┌─ Teks Sumber

Langsung ke konten utama

UU PESANTREN, FORMALITAS ATAU JEBAKAN ?

dok.pribadi saya bersama KH. Mahfud Syaubari

Tiga bulan yang lalu UU Nomor 18 tahun 2019 tentang Pesantren disahkan dan ini menjadi babak baru bagi dunia kepesantrenan di Indonesia. Pesantren yang sudah ada sejak beratus tahun yang lalu dengan ke khasan lokalnya tumbuh berkembang mencetak generasi – generasi yang berahklak mulia dan membaur dengan masyarakat penuh dengan kebebasannya justru kini harus diatur sedemikian rupa dengan adanya UU Pesantren. 

Sebelum saya bahas pasal – pasal yang multitafsir di UU Pesantren, terlebih dulu kita harus mendefinisikan apa itu pesantren? Menurut KH Imam Zarkasyi Gontor beliau mendefinisikan bahwa pesantren sebagai lembaga pendidikan Islam dengan sistem asrama atau pondok, di mana kiai sebagai figur sentralnya, masjid sebagai pusat kegiatan yang menjiwainya, dan pengajaran agama Islam dibawah bimbingan kiai yang diikuti santri sebagai kegiatan utamanya

Dari definisi tersebut, Pesantren tidak bisa lepas dari 5 hal pokok: Pertama, Pondok yaitu tempat bermukimnya para santri. Kedua, Kiai yaitu tokoh agama yang dihormati dan ditaati karena memiliki kelebihan keilmuan khususnya ilmu agama. Ketiga, Masjid yaitu tempat ibadah sekaligus sebagai pusat kegiatan pesantren. Keempat, Pengajaran agama Islam yaitu kitab – kitab kuning sebagai referensi pokok dalam kajian – kajian keislaman. Dan Kelima, Santri yaitu para pencari ilmu / peserta didik di pesantren.

└─

Ringkasan Tugas A:
Dalam teks tentang UU Pesantren, siapa yang mendefinisikan pesantren sebagai lembaga pendidikan Islam dengan sistem asrama atau pondok?
Ringkasan Tugas B:
Teruskan teks tentang UU Pesantren, mulai dari setelah kalimat terakhirnya.
Catatan berikut tidak perlu dipakai.

┌─ Catatan Tersimpan

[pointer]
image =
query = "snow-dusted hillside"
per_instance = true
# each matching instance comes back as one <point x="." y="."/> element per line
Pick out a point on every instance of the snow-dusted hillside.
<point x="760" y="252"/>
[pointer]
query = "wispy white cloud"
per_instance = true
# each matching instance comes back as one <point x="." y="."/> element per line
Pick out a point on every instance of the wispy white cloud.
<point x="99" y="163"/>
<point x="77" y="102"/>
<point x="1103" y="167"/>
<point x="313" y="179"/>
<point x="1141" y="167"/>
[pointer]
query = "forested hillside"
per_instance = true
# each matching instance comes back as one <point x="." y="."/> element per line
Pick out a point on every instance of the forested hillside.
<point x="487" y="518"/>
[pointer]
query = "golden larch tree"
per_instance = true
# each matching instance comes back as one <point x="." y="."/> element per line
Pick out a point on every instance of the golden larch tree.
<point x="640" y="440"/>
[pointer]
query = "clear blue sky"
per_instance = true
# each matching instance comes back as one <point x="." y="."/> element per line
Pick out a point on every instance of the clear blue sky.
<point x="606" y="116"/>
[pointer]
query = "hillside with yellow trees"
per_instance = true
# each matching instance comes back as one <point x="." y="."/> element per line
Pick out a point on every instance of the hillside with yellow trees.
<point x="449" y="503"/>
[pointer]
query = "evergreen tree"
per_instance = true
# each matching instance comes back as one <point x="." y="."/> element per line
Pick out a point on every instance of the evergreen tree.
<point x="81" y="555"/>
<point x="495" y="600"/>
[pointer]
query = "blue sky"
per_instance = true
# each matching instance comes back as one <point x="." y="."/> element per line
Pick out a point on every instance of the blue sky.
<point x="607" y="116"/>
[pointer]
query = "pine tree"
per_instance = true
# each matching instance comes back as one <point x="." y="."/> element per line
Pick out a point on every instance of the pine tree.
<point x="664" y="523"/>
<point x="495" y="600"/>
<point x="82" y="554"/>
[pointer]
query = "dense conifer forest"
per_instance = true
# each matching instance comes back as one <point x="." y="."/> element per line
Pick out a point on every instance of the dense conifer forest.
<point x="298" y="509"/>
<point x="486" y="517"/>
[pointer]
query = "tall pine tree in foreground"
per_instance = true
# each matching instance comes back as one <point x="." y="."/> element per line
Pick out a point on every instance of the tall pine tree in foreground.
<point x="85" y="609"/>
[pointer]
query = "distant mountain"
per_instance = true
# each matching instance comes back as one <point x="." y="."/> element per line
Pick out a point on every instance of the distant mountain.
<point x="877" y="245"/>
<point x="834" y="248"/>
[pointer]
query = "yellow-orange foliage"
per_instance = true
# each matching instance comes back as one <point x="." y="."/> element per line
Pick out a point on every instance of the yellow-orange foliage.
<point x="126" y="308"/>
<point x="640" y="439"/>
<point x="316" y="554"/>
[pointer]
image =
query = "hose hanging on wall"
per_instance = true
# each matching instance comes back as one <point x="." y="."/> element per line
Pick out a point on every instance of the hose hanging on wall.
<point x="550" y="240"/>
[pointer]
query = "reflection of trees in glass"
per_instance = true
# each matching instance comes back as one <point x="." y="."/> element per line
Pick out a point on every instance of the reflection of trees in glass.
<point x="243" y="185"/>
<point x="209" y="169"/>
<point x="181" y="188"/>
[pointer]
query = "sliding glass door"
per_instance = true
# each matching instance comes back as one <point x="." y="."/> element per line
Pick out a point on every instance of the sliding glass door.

└─

Hasil Latihan A:
KH Imam Zarkasyi Gontor.

Hasil Latihan B:
Dari 55 Pasal yang ada dalam UU nomor 18 tahun 2019 tentang Pesantren ada beberapa catatan yang menurut saya multitafsir, diantaranya:
Pasal 9 ayat 1 “Dalam penyelenggaraan Pesantren, Kiai sebagaimana dimaksud dalam Pasal 5 ayat 2 huruf a harus: a. berpendidikan Pesantren; b. berpendidikan tinggi keagamaan Islam, dan/atau; c. memiliki kompetensi ilmu agama Islam”. Pasal ini bisa dianggap membatasi gerak para kiai, mengingat ada bahkan banyak pesantren yang kiainya bukan merupakan alumni pesantren, tidak pula berpendidikan tinggi dan juga tidak memilikiki kompetensi, namun menyandang maqam Kiai karena kekaromahannya, kewaliannya dan itu sudah menjadi hal yang turun temurun sebagai ke khasan di sebuah pesantren. 

Dalam pasal 13 ayat 1 disebutkan “Dalam penyelenggaraan Pesantren, kajian Kitab Kuning atau Dirasah Islamiah dengan Pola Pendidikan Muallimin sebagaimana dimaksud dalam Pasal 5 ayat 2 huruf e dilaksanakan secara sistematis, terintegrasi, dan komprehensif”.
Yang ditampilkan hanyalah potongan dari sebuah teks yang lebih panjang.